──────── Texte de la page ────────
L'histoire
Ogami Itto est engagé pour tuer une terrible bretteuse du nom d’Oyuki,
dont le corps couvert de tatouages tétanise les assaillants. Itto mène
une enquête pour reconstituer le passé d’Oyuki, et comprendre ce qui l’a
amenée à devenir cette terrible vengeresse. Dans l’ombre, Retsudo
attend le loup solitaire…
Ogami Itto est engagé pour tuer une terrible bretteuse du nom d’Oyuki,
dont le corps couvert de tatouages tétanise les assaillants. Itto mène
une enquête pour reconstituer le passé d’Oyuki, et comprendre ce qui l’a
amenée à devenir cette terrible vengeresse. Dans l’ombre, Retsudo
attend le loup solitaire…
Analyse et critique
Itto
trouve son double féminin dans le personnage d’Oyuki, femme au destin
tragique qui ne vit, tout comme lui, que pour assouvir une vengeance.
──────── Données brutes ────────
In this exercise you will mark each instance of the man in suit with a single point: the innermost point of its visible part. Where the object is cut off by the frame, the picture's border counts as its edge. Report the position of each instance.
────────
» **Objectif**:
Recopiez intégralement le texte sur Ogami Itto et Oyuki, sans y changer un seul mot.

» **Réponse rédigée**:
L'histoire
Ogami Itto est engagé pour tuer une terrible bretteuse du nom d’Oyuki,
dont le corps couvert de tatouages tétanise les assaillants. Itto mène
une enquête pour reconstituer le passé d’Oyuki, et comprendre ce qui l’a
amenée à devenir cette terrible vengeresse. Dans l’ombre, Retsudo
attend le loup solitaire…
Ogami Itto est engagé pour tuer une terrible bretteuse du nom d’Oyuki,
dont le corps couvert de tatouages tétanise les assaillants. Itto mène
une enquête pour reconstituer le passé d’Oyuki, et comprendre ce qui l’a
amenée à devenir cette terrible vengeresse. Dans l’ombre, Retsudo
attend le loup solitaire…
Analyse et critique
Itto
trouve son double féminin dans le personnage d’Oyuki, femme au destin
tragique qui ne vit, tout comme lui, que pour assouvir une vengeance.